Tasks to carry out>
• A. Copy word for word the part of the reflection on seasonal church files below that opens with the words containing "In a filing" and closes with "World Communion Sunday).".
• B. Continue the reflection on seasonal church files below, picking up right after its final sentence.

In a filing cabinet in my office I keep several files that I have carried with me for over thirty years and through my service to three different churches. There is a file in this collection for each of the Christian seasons (Advent, Christmas, Epiphany, Lent, Easter, and Pentecost). I have files for some of the other days of special importance on the Christian calendar (such as Ash Wednesday, Maundy Thursday, and Good Friday), and for those days where our religious belonging comes into conversation with national identity and global concern (the Fourth of July, Memorial Day, and World Communion Sunday).
In most cases the file folders are tattered and bursting with their contents. They are chock full of notes, clippings, artwork, newspaper articles, notes from parishioners, recipes, and reflections. With each new season I dive once again into the depths of these spiritual libraries, and rummage around for wisdom from the past to clarify the call of faith for the present and the future.
If I were to set all these files side by side it would be easy to see that the one I have developed for Advent is the largest. I suppose that reflects my special fondness for this season, and the traditions that accompany it, like the weekly lighting of Advent candles and the annual Christmas Pageant. And of all the treasures in my Advent collection, the ones that mean the most to me are some photocopied prayers by Samuel Miller. He was minister of the Old Cambridge Baptist Church in Cambridge, Massachusetts, from 1934 to 1959, and then became Dean of Harvard Divinity School in that same year. His prayers for the season of Advent were collected after his death in 1968, and even though I have read them many times over the years, I feel that whenever I do so a door opens within me, allowing a little more room for wonder and the possibilities for love and peace that God would bring into the world through us.

Dataset entries>
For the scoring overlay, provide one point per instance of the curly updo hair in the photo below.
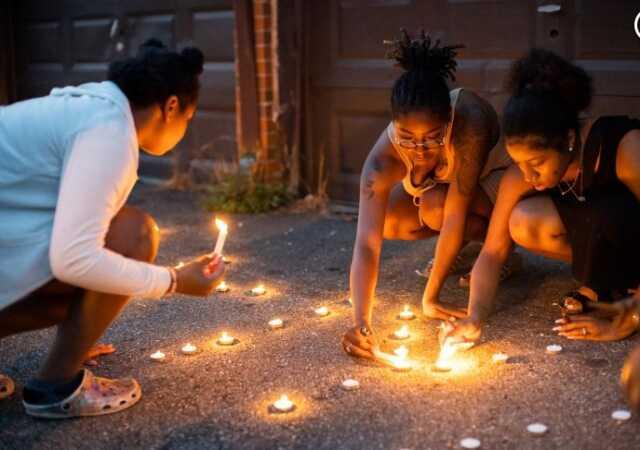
(156, 73)
(547, 95)
(427, 65)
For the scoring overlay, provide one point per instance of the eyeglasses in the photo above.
(427, 144)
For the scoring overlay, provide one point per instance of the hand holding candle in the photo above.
(223, 230)
(200, 276)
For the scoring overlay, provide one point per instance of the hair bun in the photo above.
(193, 60)
(423, 54)
(149, 46)
(543, 73)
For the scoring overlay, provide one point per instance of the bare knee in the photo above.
(135, 234)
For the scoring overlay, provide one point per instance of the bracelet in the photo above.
(174, 281)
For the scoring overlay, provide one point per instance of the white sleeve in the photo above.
(100, 171)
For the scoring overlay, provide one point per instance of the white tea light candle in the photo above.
(350, 384)
(226, 339)
(470, 443)
(223, 230)
(283, 405)
(554, 349)
(621, 415)
(222, 287)
(158, 356)
(406, 313)
(401, 333)
(500, 357)
(537, 428)
(258, 290)
(189, 349)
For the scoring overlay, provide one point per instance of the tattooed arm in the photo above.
(475, 133)
(381, 171)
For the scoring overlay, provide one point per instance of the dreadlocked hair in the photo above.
(423, 85)
(547, 95)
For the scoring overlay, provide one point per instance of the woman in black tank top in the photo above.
(586, 210)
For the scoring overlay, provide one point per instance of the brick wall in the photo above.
(269, 157)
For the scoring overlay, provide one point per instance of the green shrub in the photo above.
(240, 193)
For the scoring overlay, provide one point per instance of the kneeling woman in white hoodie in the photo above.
(71, 253)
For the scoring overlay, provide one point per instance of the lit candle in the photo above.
(500, 357)
(350, 384)
(283, 405)
(258, 290)
(554, 349)
(189, 349)
(158, 356)
(621, 415)
(406, 313)
(226, 339)
(537, 428)
(470, 443)
(401, 333)
(223, 230)
(222, 287)
(400, 362)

Answers for this exercise>
• A.
In a filing cabinet in my office I keep several files that I have carried with me for over thirty years and through my service to three different churches. There is a file in this collection for each of the Christian seasons (Advent, Christmas, Epiphany, Lent, Easter, and Pentecost). I have files for some of the other days of special importance on the Christian calendar (such as Ash Wednesday, Maundy Thursday, and Good Friday), and for those days where our religious belonging comes into conversation with national identity and global concern (the Fourth of July, Memorial Day, and World Communion Sunday).

• B.
In this blog I share with you two of Samuel Miller’s prayers that have been particular favorites of mine. May his words, and the meditations of our hearts, prepare the space not only for Christmas, but for the coming of Christ himself.
God and Father of us all, in whom our joy finds perfect peace, enter, we beseech thee, into the crowded inn of our life, quiet the tumult and the disorder, and let thy strength impel us to make an ample place for the advent of thy Son, our Lord, Jesus Christ. Move us by such joy as we have had in Jesus Christ and in thee to praise thy holy will and wisdom. Make us glad, after the way of thy spirit, through Jesus Christ. Amen.
O God, in the fog and fury of this dark age, keep the inner world of heart and mind in us clear and strong, that we may not be buffeted from our course by the wild winds of chaos and seas of bitterness. Help us onward through all kinds of whether to follow patiently the north star of thy eternal purpose and, if darkness and chaos hide it, hold us firm by every remembrance and hope to do thy will through Jesus Christ our Lord. Amen.